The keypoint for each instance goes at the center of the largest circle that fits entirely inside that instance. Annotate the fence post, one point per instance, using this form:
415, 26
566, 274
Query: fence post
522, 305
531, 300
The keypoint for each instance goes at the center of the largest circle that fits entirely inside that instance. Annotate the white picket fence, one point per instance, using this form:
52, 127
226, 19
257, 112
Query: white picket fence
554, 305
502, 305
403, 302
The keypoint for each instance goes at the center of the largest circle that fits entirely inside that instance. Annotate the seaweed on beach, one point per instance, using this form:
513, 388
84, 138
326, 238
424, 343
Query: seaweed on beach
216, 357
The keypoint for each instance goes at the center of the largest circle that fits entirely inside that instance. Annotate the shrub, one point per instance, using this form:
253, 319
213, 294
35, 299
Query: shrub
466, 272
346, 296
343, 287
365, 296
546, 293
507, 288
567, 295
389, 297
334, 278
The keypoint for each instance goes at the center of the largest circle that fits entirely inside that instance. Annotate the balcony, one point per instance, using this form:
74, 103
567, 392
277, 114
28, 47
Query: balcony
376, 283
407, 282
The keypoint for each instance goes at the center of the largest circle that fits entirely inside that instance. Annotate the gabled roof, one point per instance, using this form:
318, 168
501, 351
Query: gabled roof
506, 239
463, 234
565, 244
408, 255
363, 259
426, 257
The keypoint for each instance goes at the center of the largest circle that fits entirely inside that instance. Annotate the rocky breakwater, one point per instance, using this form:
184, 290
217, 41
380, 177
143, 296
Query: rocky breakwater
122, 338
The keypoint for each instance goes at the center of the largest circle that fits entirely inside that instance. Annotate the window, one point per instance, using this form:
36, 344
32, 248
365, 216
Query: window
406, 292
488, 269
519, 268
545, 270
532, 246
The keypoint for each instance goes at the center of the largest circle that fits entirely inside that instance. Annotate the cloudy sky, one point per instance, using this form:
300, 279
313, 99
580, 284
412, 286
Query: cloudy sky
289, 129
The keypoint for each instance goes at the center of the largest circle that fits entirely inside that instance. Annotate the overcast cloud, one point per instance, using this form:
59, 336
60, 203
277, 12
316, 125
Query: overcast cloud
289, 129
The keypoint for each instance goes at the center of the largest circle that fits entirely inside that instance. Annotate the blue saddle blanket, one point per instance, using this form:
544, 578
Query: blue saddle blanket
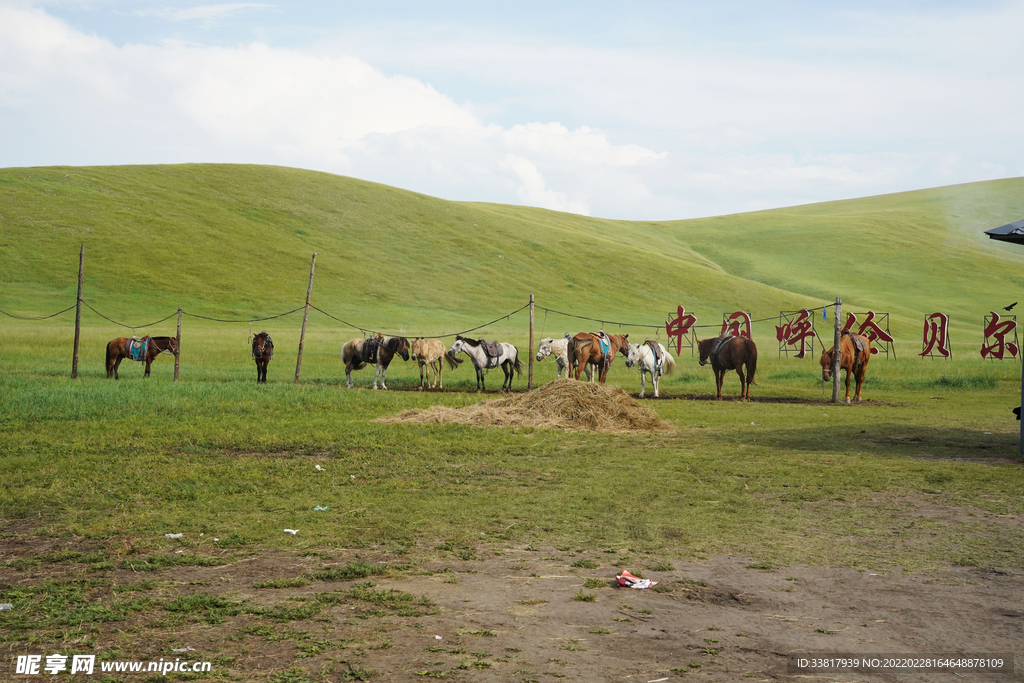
138, 348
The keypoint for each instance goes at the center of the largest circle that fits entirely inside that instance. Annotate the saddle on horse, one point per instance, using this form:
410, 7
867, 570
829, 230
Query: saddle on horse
370, 347
493, 351
720, 343
138, 348
859, 346
656, 350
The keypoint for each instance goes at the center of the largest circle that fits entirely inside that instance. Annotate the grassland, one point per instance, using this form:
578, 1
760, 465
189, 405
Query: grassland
101, 460
924, 476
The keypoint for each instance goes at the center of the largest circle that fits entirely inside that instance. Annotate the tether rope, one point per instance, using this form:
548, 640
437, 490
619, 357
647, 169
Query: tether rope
247, 319
41, 317
454, 334
130, 327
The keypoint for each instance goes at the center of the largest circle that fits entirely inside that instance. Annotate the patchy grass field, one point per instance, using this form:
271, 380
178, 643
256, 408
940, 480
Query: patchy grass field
786, 524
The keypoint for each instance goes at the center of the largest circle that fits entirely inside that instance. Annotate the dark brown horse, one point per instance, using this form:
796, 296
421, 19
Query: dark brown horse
726, 353
387, 348
854, 352
145, 349
586, 349
262, 354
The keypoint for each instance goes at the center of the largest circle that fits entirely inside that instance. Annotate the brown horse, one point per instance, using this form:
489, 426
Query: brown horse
387, 348
262, 354
730, 353
854, 352
145, 349
586, 349
432, 353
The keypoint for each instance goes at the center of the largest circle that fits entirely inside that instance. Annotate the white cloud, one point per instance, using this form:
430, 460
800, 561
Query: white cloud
664, 132
205, 13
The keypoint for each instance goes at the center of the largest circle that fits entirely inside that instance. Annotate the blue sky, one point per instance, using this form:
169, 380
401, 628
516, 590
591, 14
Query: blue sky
638, 111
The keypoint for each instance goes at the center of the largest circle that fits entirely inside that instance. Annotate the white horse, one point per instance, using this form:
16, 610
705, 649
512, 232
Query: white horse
558, 348
643, 355
508, 359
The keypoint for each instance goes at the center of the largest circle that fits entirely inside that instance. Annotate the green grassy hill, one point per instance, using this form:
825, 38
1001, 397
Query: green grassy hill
236, 242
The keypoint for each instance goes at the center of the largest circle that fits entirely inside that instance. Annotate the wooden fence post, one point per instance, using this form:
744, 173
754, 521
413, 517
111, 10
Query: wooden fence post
837, 350
305, 316
529, 374
78, 312
177, 356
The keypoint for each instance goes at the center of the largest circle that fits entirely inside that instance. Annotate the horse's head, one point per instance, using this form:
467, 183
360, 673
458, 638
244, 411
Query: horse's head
632, 354
545, 350
704, 350
826, 357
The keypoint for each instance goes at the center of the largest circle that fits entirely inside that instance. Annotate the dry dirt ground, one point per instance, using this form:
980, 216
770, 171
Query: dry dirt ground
517, 616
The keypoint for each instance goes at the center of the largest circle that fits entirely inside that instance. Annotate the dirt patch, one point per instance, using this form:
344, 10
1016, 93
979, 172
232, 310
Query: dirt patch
560, 404
515, 614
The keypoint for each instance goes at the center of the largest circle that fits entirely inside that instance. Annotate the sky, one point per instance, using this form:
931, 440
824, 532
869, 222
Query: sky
642, 111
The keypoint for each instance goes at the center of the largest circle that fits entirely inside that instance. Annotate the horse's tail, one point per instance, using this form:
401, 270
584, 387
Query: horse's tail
452, 359
670, 364
752, 360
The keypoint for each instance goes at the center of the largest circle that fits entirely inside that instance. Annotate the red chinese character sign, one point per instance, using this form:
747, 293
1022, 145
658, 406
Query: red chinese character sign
936, 336
737, 325
795, 328
996, 331
679, 329
872, 330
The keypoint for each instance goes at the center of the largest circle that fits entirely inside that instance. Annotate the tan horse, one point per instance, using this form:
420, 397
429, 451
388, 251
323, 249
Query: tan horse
432, 353
854, 352
117, 350
351, 355
730, 353
585, 349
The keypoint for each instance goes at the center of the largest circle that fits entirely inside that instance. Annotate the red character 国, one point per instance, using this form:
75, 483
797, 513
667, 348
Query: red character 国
936, 335
998, 329
797, 331
680, 327
737, 325
868, 329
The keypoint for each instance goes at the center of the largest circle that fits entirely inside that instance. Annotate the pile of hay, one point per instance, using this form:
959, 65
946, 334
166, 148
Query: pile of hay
561, 404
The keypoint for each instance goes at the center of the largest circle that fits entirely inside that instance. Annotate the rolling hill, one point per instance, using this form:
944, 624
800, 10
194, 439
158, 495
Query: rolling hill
236, 242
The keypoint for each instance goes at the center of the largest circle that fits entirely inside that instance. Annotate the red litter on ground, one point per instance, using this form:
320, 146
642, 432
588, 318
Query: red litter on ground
626, 580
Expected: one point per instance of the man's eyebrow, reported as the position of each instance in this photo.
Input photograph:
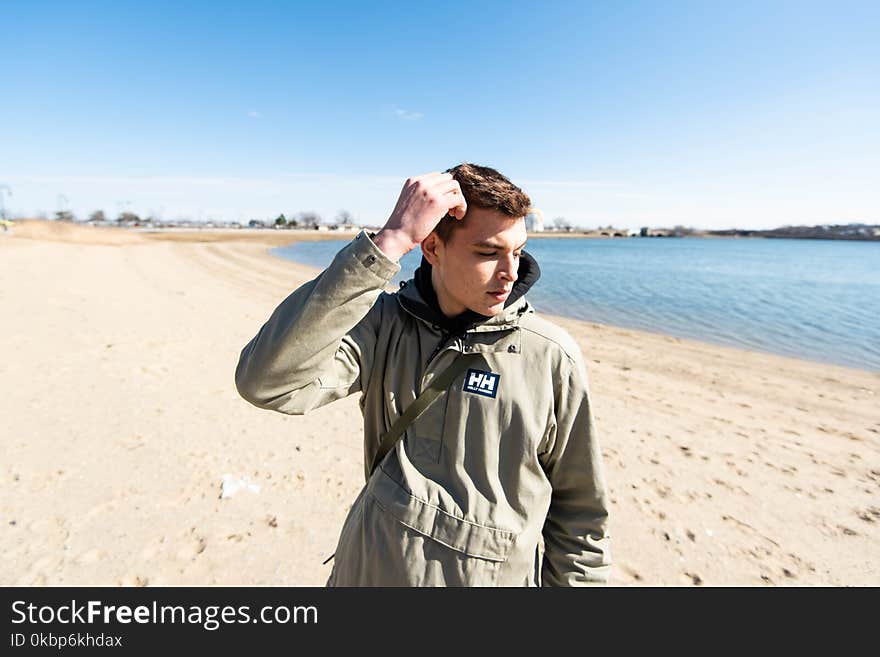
(492, 245)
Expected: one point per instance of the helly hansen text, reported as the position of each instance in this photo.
(482, 383)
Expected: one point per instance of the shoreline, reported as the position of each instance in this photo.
(724, 466)
(630, 329)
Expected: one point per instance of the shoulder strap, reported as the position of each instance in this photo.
(429, 395)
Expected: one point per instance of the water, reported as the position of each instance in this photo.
(812, 299)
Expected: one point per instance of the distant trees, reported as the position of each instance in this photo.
(561, 223)
(128, 217)
(309, 219)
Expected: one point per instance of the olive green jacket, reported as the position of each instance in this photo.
(507, 455)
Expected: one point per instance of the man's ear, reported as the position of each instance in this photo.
(432, 247)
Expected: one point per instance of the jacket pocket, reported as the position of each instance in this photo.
(462, 536)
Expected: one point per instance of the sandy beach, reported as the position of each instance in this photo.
(120, 420)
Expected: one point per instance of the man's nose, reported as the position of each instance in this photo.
(508, 269)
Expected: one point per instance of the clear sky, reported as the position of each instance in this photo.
(708, 114)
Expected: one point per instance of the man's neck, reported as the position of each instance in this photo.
(447, 306)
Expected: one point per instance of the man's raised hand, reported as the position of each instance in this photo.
(423, 202)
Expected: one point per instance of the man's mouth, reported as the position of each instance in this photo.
(499, 295)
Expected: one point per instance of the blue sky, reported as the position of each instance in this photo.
(710, 114)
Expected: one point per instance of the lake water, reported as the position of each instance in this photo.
(813, 299)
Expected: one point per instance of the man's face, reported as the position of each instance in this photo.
(475, 270)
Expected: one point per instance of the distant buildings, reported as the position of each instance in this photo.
(535, 221)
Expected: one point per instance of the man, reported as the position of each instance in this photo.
(505, 455)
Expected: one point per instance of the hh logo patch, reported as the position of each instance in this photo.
(481, 383)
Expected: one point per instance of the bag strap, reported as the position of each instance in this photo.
(429, 395)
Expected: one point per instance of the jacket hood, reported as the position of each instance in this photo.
(418, 297)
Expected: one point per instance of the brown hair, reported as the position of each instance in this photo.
(484, 187)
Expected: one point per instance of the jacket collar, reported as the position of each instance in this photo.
(417, 296)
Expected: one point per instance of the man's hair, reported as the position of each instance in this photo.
(484, 187)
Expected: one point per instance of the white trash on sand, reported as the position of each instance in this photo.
(231, 485)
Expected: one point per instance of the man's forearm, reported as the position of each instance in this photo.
(299, 341)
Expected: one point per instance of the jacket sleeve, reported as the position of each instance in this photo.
(320, 340)
(576, 540)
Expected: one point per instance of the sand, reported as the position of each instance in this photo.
(120, 420)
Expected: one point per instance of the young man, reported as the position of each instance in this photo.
(505, 455)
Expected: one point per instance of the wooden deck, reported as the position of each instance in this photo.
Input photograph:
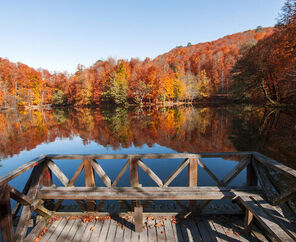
(205, 228)
(263, 205)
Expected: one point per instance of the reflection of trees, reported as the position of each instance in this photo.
(268, 131)
(184, 129)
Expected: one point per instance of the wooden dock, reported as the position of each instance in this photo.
(264, 206)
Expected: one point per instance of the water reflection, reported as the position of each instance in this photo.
(183, 129)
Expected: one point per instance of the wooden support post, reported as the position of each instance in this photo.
(6, 224)
(248, 221)
(251, 174)
(192, 181)
(46, 181)
(89, 182)
(136, 205)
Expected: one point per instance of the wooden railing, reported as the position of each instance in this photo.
(32, 197)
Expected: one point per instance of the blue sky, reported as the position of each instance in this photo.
(60, 34)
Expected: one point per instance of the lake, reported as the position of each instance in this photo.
(27, 134)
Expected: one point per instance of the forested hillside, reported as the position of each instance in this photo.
(249, 66)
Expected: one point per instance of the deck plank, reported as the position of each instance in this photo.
(88, 231)
(97, 231)
(112, 231)
(73, 229)
(220, 231)
(169, 233)
(80, 231)
(151, 230)
(160, 230)
(104, 231)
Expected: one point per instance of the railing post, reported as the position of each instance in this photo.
(136, 205)
(251, 174)
(46, 181)
(89, 182)
(6, 224)
(192, 180)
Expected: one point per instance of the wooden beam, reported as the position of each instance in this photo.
(248, 221)
(24, 200)
(235, 171)
(269, 191)
(20, 170)
(150, 173)
(59, 174)
(145, 156)
(71, 184)
(22, 226)
(138, 193)
(102, 174)
(192, 180)
(89, 182)
(251, 174)
(117, 179)
(176, 172)
(266, 221)
(6, 224)
(209, 172)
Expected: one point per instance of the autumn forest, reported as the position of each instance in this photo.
(252, 66)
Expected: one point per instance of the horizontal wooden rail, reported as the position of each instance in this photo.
(147, 193)
(20, 170)
(145, 156)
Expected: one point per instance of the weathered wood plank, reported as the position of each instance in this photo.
(252, 179)
(145, 156)
(22, 226)
(160, 230)
(96, 232)
(70, 184)
(266, 221)
(192, 180)
(59, 174)
(6, 224)
(169, 233)
(112, 231)
(58, 230)
(25, 191)
(104, 231)
(150, 173)
(88, 231)
(80, 232)
(276, 214)
(73, 229)
(64, 236)
(152, 235)
(22, 199)
(20, 170)
(89, 182)
(122, 171)
(248, 221)
(269, 191)
(50, 231)
(138, 193)
(102, 174)
(176, 172)
(36, 231)
(235, 171)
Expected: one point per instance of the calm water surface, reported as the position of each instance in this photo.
(25, 135)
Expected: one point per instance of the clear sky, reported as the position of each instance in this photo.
(60, 34)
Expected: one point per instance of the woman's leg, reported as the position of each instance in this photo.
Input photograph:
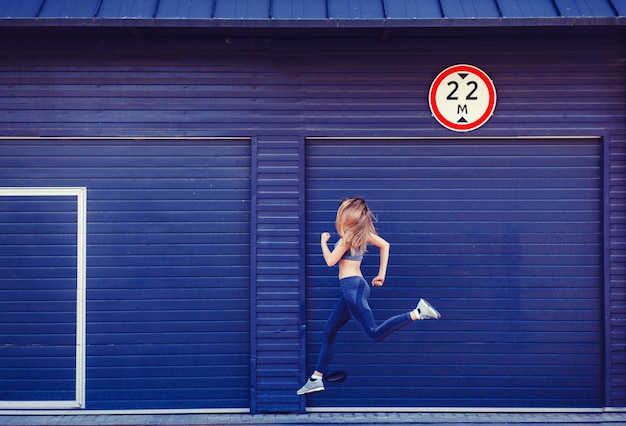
(337, 319)
(356, 292)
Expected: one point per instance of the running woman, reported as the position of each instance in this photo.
(354, 224)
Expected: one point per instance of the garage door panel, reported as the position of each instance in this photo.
(504, 237)
(168, 267)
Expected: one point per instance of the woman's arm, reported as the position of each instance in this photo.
(333, 257)
(383, 246)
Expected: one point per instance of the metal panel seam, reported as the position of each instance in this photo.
(253, 275)
(606, 255)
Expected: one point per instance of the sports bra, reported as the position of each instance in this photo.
(348, 255)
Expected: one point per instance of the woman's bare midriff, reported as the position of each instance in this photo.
(349, 268)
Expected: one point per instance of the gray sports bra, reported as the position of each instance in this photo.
(348, 256)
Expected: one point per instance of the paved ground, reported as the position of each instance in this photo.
(440, 419)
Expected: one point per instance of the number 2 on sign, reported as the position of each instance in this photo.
(470, 96)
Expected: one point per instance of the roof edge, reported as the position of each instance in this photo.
(314, 23)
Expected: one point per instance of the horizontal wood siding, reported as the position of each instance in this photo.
(504, 238)
(281, 88)
(168, 268)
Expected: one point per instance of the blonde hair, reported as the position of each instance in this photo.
(355, 223)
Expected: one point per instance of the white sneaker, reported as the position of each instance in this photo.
(311, 386)
(426, 311)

## Written task
Only the lines from the line containing "Expected: one point per instance of the woman's leg, reported" through the end of the data are to be reproduced, exactly and with both ends included; pictures are omitted.

## Written reply
Expected: one point per instance of the woman's leg, reported as the position of each instance in this photo.
Input photograph:
(337, 319)
(356, 292)
Expected: one point per instance of the running woman, reported as the position of each instance in this photo.
(354, 224)
Expected: one point per instance of the garage door panel, reported as the position of each instance in this photo.
(504, 237)
(168, 267)
Expected: one point per instance of the woman's arm, reported as the position of each instance in this photo.
(333, 257)
(383, 246)
Expected: one point per instance of the metal panel seam, reported as the position of each instance in this photo.
(253, 275)
(606, 255)
Expected: one point per instance of the sports bra, reported as the position of each instance in this photo.
(348, 255)
Expected: one point per instance of the woman's bare midriff, reported as the position of each instance in this photo.
(349, 268)
Expected: one point per instance of the gray sports bra, reported as the position of each instance in this photo.
(348, 256)
Expected: one point per instance of the paved ground, reported as the position of each instance in this photo.
(440, 419)
Expected: one point per instance of the number 2 on sign, reported as the position of each instance in this photo.
(470, 96)
Expected: one point per instance of the roof edge, reported as the position of each instance in this photo.
(314, 23)
Expected: one point per instance of the horizontal wood siding, reported as the position of each instance in this photo.
(504, 238)
(281, 88)
(168, 268)
Expected: one point per instance of the blonde hair, reported as the position of each instance in this photo.
(355, 223)
Expected: one point per instance of the white sneaker, reported as the position of each instance in this photo.
(311, 386)
(426, 311)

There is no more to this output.